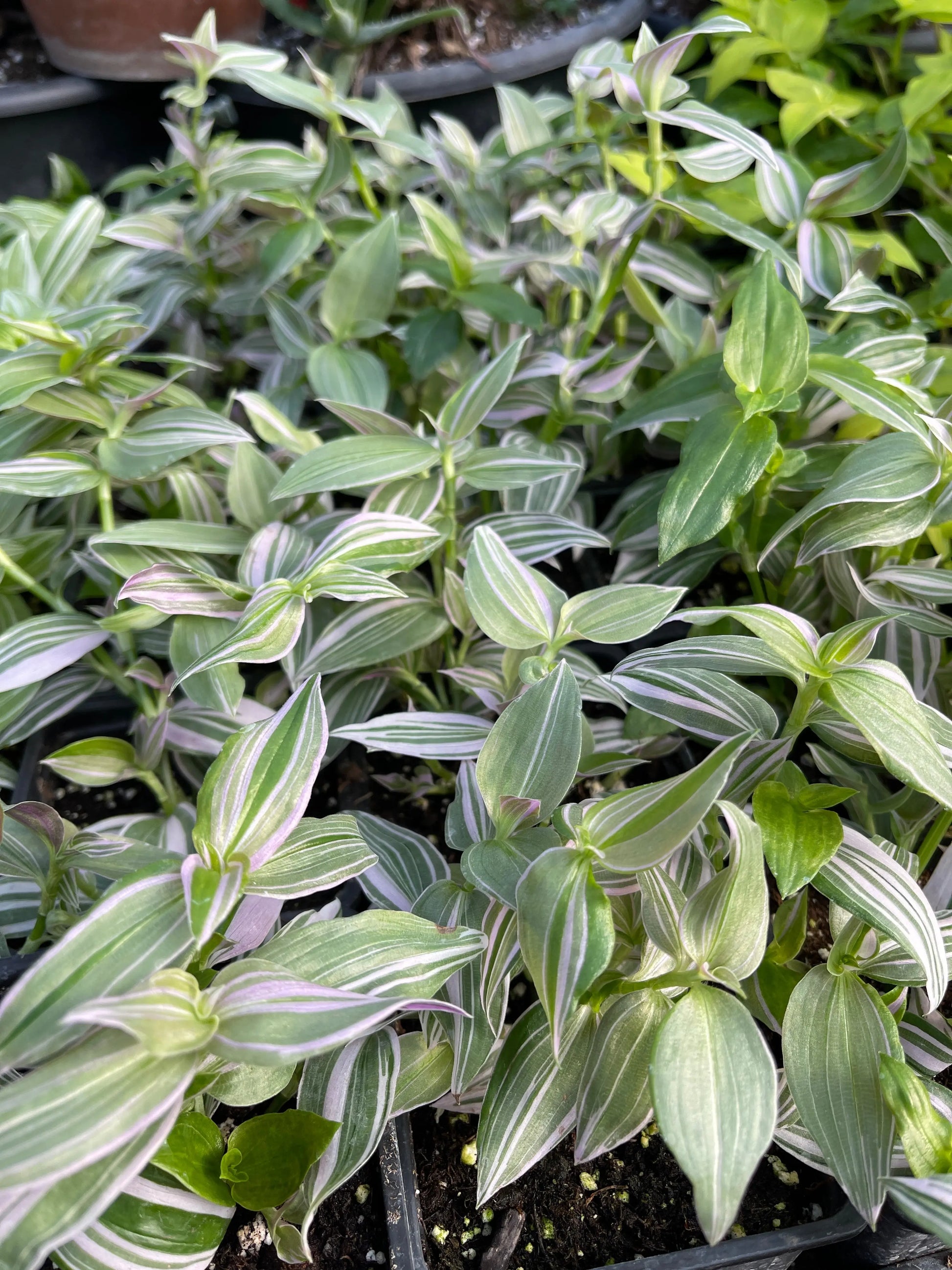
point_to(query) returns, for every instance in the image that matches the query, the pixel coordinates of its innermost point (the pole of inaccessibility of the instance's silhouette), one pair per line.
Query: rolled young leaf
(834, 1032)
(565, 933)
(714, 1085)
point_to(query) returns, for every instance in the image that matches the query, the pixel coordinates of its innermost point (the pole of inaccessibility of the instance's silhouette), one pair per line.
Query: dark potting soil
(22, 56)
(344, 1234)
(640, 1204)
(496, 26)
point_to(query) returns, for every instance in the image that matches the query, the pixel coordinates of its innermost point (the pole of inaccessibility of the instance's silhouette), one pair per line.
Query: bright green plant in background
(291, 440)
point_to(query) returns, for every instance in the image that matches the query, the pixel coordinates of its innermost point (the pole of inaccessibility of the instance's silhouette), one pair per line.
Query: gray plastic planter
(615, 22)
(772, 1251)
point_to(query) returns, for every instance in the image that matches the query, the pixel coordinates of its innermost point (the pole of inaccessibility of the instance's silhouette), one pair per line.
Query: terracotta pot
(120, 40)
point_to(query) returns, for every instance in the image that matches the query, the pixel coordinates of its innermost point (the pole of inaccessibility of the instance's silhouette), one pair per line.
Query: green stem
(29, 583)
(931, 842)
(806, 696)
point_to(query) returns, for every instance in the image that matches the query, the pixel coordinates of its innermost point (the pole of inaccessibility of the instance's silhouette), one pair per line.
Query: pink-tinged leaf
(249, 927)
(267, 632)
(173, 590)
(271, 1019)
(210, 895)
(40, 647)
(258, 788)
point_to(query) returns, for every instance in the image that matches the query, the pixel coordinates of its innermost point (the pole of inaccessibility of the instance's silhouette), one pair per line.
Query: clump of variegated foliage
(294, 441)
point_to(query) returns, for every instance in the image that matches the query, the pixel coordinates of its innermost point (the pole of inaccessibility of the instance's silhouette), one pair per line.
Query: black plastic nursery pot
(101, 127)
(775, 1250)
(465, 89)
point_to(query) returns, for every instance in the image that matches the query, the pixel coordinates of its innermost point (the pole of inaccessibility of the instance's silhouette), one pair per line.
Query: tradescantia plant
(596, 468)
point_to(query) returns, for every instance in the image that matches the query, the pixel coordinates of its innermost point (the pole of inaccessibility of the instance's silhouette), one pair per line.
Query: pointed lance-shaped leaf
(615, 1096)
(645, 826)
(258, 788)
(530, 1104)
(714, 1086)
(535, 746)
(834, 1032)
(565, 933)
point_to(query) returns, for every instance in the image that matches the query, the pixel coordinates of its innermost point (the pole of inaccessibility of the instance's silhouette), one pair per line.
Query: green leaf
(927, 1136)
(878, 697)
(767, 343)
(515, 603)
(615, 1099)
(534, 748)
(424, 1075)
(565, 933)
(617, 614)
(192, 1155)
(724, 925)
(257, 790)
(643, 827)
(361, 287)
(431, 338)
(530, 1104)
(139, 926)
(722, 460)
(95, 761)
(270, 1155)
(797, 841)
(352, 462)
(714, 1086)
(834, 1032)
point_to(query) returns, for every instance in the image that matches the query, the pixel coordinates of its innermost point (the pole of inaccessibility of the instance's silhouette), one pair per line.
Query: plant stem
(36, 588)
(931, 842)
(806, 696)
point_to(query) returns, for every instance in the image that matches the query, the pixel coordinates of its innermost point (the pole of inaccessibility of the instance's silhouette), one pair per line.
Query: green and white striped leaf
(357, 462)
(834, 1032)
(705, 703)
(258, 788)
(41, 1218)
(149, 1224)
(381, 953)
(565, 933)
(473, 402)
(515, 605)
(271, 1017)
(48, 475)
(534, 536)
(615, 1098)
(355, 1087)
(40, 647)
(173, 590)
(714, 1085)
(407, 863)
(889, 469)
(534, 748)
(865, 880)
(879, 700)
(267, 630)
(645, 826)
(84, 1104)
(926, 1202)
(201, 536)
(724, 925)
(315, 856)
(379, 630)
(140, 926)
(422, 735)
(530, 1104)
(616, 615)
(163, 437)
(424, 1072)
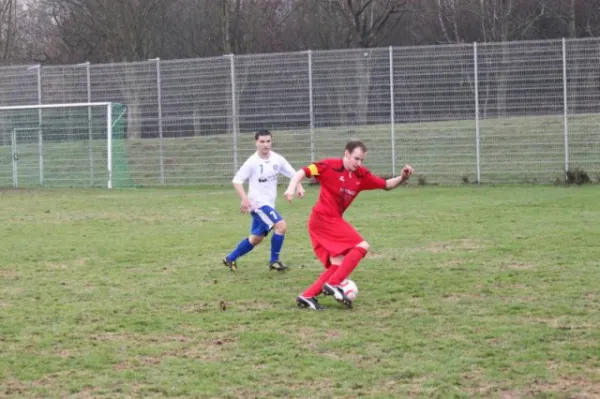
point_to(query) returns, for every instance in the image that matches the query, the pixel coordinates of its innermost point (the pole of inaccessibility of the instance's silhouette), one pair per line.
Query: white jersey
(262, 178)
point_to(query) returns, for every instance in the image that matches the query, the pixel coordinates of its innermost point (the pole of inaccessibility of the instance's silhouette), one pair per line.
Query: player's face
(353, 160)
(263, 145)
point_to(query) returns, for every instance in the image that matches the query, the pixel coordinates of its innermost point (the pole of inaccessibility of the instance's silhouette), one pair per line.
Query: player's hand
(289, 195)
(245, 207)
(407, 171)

::::

Prompt => Working from the lines above, reproduce the material exactly and exclude its pictures.

Response to this task =>
point_to(query) returns, for every instance in the image that matches the query, the pixel coordinates of its innermost point (the pole of inaccessibility of the instance's silhouette), one pair per line.
Query: rolled young leaf
(834, 1032)
(565, 933)
(714, 1085)
point_to(query) returns, for every instance in the image that matches the query, the pixel coordinates of its innermost point (the pole of inaccessibility of the instance's silhouette), one pair per line.
Query: dark potting soil
(22, 56)
(344, 1234)
(640, 1204)
(496, 26)
point_to(query) returns, for every instance in the image that matches the query, the pixel coordinates of its innermost point (the pole of inaccessibility of the instance's silhouette), one pair per line.
Query: bright green plant in background
(291, 440)
point_to(query) returns, for every instance in the image that matches the query, the pixel coordinates of its innermost point (the pole of inaccessibility of the instance's silhouette), one pair per line.
Query: gray plastic planter
(615, 22)
(772, 1251)
point_to(query) returns, for every instance in the image that matches the query, the pixel coordinates of its innermost point (the pole of inaccessibility of the instance's silhouette), one pair per line.
Query: terracotta pot
(120, 40)
point_to(query) returns, for every instance in the image that matches the query, the pixel coordinates of its innermost point (the pole of inaccessibility of the instance's silhouette), one pair per line.
Query: green stem
(29, 583)
(931, 842)
(806, 696)
point_to(query) returns, for every instance in the image that matches the query, the pixel coordinates of its innermost point (the pole of inaccessibility of the instance's silhouette), one pair per line.
Query: pink-tinged leaf
(249, 927)
(267, 632)
(173, 590)
(271, 1019)
(210, 895)
(40, 647)
(258, 788)
point_to(query) returns, for every instance in the image that matches the query, the pixel coordinates of its innermost point (the pole of inaccessibility of the instance's silhouette), one pair per line.
Query: clump of variegated foliage
(294, 441)
point_to(query) returns, for every instance in the image that matches the query, the pixel coordinates of its innermost point (the pole of inaccessibility of the instance's silhouette), one pair per line.
Query: black plastic nursery pot
(101, 127)
(775, 1250)
(465, 89)
point_to(query) returns, for every instance in the image that matches the query, the pixel coordinates of its innermost point (the pole of inaccessibility of the instance's silhouette), one pair per line.
Query: tradescantia plant
(596, 468)
point_to(query) returns, for every instance in the image that matches the query, the pixel coordinates of its innermost point (the pole of inaccessibility of the instance's silhouette), one pair per line.
Query: pointed lance-shaped leaf
(615, 1096)
(645, 826)
(258, 788)
(530, 1104)
(714, 1086)
(535, 746)
(834, 1032)
(565, 933)
point_to(query) returns, for every instance in the image that matches the query, the pixel coordinates of its innermost point (the pole of inaccessibility of the instance's silhouette), one pair per line.
Query: green leaf
(927, 1136)
(878, 697)
(767, 343)
(515, 603)
(615, 1099)
(534, 748)
(424, 1075)
(565, 933)
(617, 614)
(192, 1155)
(724, 925)
(257, 790)
(643, 827)
(361, 287)
(431, 338)
(530, 1104)
(139, 926)
(722, 460)
(95, 761)
(270, 1155)
(797, 841)
(352, 462)
(714, 1086)
(834, 1032)
point_to(query) returns, for every instance in the image that matches the query, the pixel coordinates of its innermost point (the pole of inaccessibility of the instance's silhouette), one pair per line.
Query: plant stem
(36, 588)
(931, 842)
(806, 696)
point_to(query) returns, for every instance in the image that matches the query, the pixel coordinates of its innermost point (the pole of inaccessibility of the instance's silhouette), one pair per line.
Query: green and white striped leaf
(357, 462)
(834, 1032)
(705, 703)
(258, 788)
(41, 1218)
(149, 1224)
(381, 953)
(565, 933)
(473, 402)
(515, 605)
(271, 1017)
(48, 475)
(534, 536)
(615, 1098)
(355, 1087)
(40, 647)
(173, 590)
(714, 1085)
(407, 863)
(889, 469)
(534, 748)
(865, 880)
(879, 700)
(267, 630)
(645, 826)
(84, 1104)
(926, 1202)
(201, 536)
(724, 925)
(315, 856)
(379, 630)
(140, 926)
(422, 735)
(530, 1104)
(616, 615)
(163, 437)
(424, 1072)
point_to(query) returns, for every instance in the image that matches the query, the pixel coordinates of its innermost point (the pole of inaccessibility of the instance's silhouette), one pair per line.
Query: white jersey
(262, 178)
point_to(query) returns, for every instance in the image that matches the query, the pixel coordinates of its innermost point (the pole of inaccessibility of the instance's silhouette), one pair per line.
Query: player's face
(353, 160)
(263, 145)
point_to(query) returns, for every instance in the image that matches the query, the pixel coordinates of its innermost point (the pole of inaccessibility of the instance's silhouette), one pair per line.
Query: player's hand
(289, 195)
(245, 207)
(407, 171)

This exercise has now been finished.